# Records:

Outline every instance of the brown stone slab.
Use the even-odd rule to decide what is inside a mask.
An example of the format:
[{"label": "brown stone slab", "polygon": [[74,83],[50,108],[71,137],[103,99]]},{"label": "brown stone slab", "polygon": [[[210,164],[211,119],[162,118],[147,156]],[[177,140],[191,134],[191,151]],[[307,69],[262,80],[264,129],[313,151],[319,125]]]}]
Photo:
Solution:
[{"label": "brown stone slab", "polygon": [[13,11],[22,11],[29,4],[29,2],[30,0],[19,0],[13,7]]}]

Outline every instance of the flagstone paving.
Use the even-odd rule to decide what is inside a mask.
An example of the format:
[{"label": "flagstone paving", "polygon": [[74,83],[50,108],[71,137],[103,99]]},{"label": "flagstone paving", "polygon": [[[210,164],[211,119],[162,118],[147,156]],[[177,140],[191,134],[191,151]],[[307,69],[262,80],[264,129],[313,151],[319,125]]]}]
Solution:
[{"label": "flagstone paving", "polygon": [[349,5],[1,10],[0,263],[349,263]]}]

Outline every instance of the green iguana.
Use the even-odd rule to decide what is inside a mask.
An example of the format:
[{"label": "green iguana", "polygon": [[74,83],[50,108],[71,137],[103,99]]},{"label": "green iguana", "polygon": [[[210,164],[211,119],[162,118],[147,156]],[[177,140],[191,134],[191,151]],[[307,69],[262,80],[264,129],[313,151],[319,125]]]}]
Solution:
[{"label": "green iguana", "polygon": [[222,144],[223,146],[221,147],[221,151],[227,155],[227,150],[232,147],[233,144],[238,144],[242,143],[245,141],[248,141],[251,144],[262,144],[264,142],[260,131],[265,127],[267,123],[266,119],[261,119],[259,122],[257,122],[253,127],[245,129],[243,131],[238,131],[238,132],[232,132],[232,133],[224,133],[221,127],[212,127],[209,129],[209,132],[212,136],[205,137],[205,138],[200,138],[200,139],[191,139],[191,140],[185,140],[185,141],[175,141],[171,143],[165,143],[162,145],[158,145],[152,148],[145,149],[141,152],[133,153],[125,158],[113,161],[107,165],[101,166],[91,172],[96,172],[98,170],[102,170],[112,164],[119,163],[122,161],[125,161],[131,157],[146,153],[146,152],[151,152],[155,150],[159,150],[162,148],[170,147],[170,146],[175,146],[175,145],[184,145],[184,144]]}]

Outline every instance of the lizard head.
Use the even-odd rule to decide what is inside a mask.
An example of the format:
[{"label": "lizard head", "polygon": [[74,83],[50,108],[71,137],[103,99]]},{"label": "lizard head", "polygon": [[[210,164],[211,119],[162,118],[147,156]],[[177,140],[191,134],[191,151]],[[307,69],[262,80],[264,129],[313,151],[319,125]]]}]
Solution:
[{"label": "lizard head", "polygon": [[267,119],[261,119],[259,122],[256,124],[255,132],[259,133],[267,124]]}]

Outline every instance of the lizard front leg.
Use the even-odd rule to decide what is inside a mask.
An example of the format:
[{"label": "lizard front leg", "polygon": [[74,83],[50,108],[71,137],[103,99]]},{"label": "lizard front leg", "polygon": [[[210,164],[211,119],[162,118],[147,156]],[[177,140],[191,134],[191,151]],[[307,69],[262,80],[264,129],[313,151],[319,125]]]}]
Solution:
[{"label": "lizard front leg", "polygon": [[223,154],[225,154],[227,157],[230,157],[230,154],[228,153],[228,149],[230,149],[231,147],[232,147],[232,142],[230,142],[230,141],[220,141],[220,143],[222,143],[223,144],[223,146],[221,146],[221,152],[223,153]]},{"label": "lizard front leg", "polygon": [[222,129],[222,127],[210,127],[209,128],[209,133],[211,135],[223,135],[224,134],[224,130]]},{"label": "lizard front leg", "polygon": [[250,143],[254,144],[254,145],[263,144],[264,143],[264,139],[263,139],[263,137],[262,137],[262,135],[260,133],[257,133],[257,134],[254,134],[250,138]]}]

# Instructions for the task:
Output the records once more, exactly as they stand.

# Answer space:
Outline every instance of the brown stone slab.
Use the even-odd rule to decide what is inside a mask.
An example of the format:
[{"label": "brown stone slab", "polygon": [[74,83],[50,108],[71,137],[103,99]]},{"label": "brown stone slab", "polygon": [[[210,164],[211,119],[162,118],[147,156]],[[177,140],[191,134],[191,151]],[[307,69],[262,80],[264,129],[313,151],[319,125]]]}]
Photo:
Solution:
[{"label": "brown stone slab", "polygon": [[13,11],[22,11],[29,4],[29,2],[30,0],[19,0],[13,7]]}]

Outline every instance of the flagstone paving.
Use the even-odd rule to decide what is inside a mask.
An example of the format:
[{"label": "flagstone paving", "polygon": [[74,83],[50,108],[71,137],[103,99]]},{"label": "flagstone paving", "polygon": [[[210,164],[211,119],[162,118],[147,156]],[[177,140],[191,134],[191,151]],[[307,69],[262,80],[264,129],[313,151],[319,125]]]}]
Solution:
[{"label": "flagstone paving", "polygon": [[349,5],[1,10],[0,263],[349,263]]}]

Outline every instance of the green iguana.
Use the even-odd rule to decide what is inside a mask.
An example of the format:
[{"label": "green iguana", "polygon": [[74,83],[50,108],[71,137],[103,99]]},{"label": "green iguana", "polygon": [[[210,164],[211,119],[162,118],[147,156]],[[177,140],[191,134],[191,151]],[[307,69],[262,80],[264,129],[313,151],[319,125]]]}]
Solution:
[{"label": "green iguana", "polygon": [[222,144],[223,146],[221,147],[221,151],[227,155],[227,150],[232,147],[233,144],[238,144],[242,143],[245,141],[248,141],[251,144],[262,144],[264,142],[260,131],[265,127],[267,123],[266,119],[261,119],[259,122],[257,122],[253,127],[245,129],[243,131],[238,131],[238,132],[232,132],[232,133],[224,133],[221,127],[212,127],[209,129],[209,132],[212,136],[205,137],[205,138],[200,138],[200,139],[191,139],[191,140],[185,140],[185,141],[175,141],[171,143],[165,143],[162,145],[158,145],[152,148],[145,149],[141,152],[133,153],[125,158],[113,161],[107,165],[101,166],[91,172],[96,172],[98,170],[102,170],[112,164],[119,163],[122,161],[125,161],[131,157],[146,153],[146,152],[151,152],[155,150],[159,150],[162,148],[170,147],[170,146],[175,146],[175,145],[184,145],[184,144]]}]

Outline every instance of the lizard head.
Use the even-odd rule to decide what is inside a mask.
An example of the format:
[{"label": "lizard head", "polygon": [[74,83],[50,108],[71,137],[103,99]]},{"label": "lizard head", "polygon": [[[210,164],[211,119],[162,118],[147,156]],[[177,140],[191,134],[191,151]],[[307,69],[262,80],[264,129],[313,151],[319,125]]]}]
Solution:
[{"label": "lizard head", "polygon": [[267,119],[261,119],[259,122],[256,124],[255,132],[259,133],[267,124]]}]

Outline every instance of the lizard front leg.
Use the even-odd rule to decide what is inside a mask.
An example of the format:
[{"label": "lizard front leg", "polygon": [[74,83],[50,108],[71,137],[103,99]]},{"label": "lizard front leg", "polygon": [[[210,164],[211,119],[162,118],[147,156]],[[177,140],[191,134],[191,151]],[[307,69],[262,80],[264,129],[313,151],[319,125]]]}]
Solution:
[{"label": "lizard front leg", "polygon": [[223,154],[225,154],[227,157],[230,157],[230,154],[228,153],[228,149],[230,149],[231,147],[232,147],[232,142],[230,142],[230,141],[220,141],[220,143],[222,143],[223,144],[223,146],[221,146],[221,152],[223,153]]},{"label": "lizard front leg", "polygon": [[222,129],[222,127],[210,127],[209,128],[209,133],[211,135],[223,135],[224,134],[224,130]]},{"label": "lizard front leg", "polygon": [[250,143],[254,144],[254,145],[263,144],[264,143],[264,139],[263,139],[263,137],[262,137],[262,135],[260,133],[257,133],[257,134],[254,134],[250,138]]}]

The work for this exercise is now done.